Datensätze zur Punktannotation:
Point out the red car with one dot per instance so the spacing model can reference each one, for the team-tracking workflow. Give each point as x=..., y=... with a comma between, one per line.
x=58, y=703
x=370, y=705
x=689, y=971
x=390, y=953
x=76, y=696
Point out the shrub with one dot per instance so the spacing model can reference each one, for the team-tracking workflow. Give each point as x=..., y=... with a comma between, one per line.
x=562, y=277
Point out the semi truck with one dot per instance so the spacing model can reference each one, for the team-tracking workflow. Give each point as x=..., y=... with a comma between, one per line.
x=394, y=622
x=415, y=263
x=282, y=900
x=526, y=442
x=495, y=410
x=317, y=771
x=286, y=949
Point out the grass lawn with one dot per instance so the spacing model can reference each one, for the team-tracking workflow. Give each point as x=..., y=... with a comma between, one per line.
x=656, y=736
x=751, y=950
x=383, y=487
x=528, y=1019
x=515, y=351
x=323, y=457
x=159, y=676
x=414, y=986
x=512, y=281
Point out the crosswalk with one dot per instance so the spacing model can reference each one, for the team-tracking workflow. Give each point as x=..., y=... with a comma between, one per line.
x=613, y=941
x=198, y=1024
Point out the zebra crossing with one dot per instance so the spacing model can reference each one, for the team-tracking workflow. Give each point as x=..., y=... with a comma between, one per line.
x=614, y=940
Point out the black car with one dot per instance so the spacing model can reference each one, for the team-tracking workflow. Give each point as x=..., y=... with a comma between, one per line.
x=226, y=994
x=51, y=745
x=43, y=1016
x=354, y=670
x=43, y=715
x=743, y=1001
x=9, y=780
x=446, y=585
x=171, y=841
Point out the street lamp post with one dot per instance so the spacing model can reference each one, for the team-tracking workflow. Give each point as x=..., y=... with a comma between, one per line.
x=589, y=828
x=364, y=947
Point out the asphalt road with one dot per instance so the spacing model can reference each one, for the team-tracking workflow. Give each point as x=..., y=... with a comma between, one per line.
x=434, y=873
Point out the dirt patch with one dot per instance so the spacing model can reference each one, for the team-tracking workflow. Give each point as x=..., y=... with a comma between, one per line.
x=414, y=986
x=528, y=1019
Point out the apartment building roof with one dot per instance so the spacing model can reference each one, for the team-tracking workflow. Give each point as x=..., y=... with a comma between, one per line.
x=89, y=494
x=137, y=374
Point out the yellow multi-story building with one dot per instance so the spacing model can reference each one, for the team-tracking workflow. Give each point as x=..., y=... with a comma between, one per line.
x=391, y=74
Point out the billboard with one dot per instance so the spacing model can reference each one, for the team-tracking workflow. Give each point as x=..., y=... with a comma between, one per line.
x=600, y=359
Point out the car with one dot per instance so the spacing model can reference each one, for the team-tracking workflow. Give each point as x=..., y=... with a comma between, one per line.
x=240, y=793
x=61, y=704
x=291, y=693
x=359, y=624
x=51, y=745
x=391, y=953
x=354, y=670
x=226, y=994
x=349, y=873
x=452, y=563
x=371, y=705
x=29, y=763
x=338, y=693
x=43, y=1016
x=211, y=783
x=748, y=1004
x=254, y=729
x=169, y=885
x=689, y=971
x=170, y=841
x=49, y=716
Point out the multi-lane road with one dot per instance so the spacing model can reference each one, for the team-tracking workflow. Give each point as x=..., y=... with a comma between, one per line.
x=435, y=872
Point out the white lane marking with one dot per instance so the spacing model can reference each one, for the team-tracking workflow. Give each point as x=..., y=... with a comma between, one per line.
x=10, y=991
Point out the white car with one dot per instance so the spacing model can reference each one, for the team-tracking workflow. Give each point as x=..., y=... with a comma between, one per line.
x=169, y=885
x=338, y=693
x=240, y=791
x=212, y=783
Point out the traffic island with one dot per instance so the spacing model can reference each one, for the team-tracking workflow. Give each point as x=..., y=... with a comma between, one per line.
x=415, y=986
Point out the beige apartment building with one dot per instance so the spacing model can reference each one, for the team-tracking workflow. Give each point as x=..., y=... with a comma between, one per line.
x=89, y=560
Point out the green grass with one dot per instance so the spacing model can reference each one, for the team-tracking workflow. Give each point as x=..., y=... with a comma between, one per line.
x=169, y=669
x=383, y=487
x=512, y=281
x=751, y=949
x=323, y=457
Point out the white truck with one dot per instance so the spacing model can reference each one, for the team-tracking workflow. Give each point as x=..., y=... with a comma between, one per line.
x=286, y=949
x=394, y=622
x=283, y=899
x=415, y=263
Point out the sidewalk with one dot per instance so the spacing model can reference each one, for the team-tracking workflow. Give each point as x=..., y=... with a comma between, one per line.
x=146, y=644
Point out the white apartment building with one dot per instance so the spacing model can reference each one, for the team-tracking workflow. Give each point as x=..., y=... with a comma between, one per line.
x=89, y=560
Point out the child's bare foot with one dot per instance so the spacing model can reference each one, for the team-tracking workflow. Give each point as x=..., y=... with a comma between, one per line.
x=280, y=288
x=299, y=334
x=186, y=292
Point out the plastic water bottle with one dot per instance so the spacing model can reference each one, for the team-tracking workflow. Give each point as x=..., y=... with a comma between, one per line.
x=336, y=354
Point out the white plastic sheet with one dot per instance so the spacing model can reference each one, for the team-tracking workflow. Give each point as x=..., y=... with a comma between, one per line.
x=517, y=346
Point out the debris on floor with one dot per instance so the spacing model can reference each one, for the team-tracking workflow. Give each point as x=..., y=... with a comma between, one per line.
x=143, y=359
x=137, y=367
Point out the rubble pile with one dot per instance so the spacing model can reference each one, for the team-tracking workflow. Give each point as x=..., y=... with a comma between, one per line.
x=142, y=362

> [AUFGABENSTELLUNG]
Gib den Abschnitt vom Anfang der Datensätze bis einschließlich der Zeile mit „x=434, y=873“ erneut wieder. Ersetze darin „crosswalk“ durch „pedestrian crossing“ und lass alles Übrige unverändert.

> [LÖSUNG]
Point out the red car with one dot per instance so the spacing model can reference each one, for the team-tracking workflow. Give each point as x=..., y=... with a comma between, one per line.
x=58, y=703
x=370, y=705
x=689, y=971
x=390, y=953
x=76, y=696
Point out the shrub with one dot per instance so the spacing model can reference each one, for the team-tracking workflow. Give each point as x=..., y=... with a comma between, one per line.
x=562, y=277
Point out the semi truck with one dot per instance so the spacing model can reference each one, for the team-tracking workflow. Give each point as x=..., y=... with a comma between, one per line.
x=394, y=622
x=415, y=263
x=282, y=900
x=526, y=442
x=495, y=410
x=317, y=771
x=286, y=949
Point out the grass lawn with one dot per instance so the spacing model can reference each one, for the team-tracking workflow. Give each point as x=..., y=... with a comma between, one per line.
x=656, y=736
x=751, y=950
x=383, y=487
x=528, y=1019
x=515, y=351
x=323, y=457
x=159, y=676
x=414, y=986
x=512, y=281
Point out the pedestrian crossing with one dot per instance so the spacing model can reference each one, for the team-tracking workflow. Give each point as x=..., y=... with a comma between, one per line.
x=613, y=941
x=198, y=1024
Point out the zebra crossing with one dot per instance so the spacing model can reference each one, for the team-tracking workflow. Give each point as x=..., y=... with a comma between, one per line.
x=614, y=940
Point out the black car with one dot per instance so the spacing model can reference each one, for the team-tracking workflow. Give each point as x=..., y=... with a comma between, one per line.
x=226, y=994
x=51, y=745
x=43, y=1016
x=354, y=670
x=43, y=715
x=743, y=1001
x=9, y=780
x=446, y=585
x=171, y=841
Point out the street lamp post with one dot per instance so the spacing model can reference each one, for the team-tracking workflow. Give each point as x=..., y=... with a comma between, one per line.
x=589, y=828
x=364, y=947
Point out the asphalt road with one dot per instance so the spacing model can reference each one, for the team-tracking workflow. Give each point as x=..., y=... with a comma between, one per line.
x=434, y=873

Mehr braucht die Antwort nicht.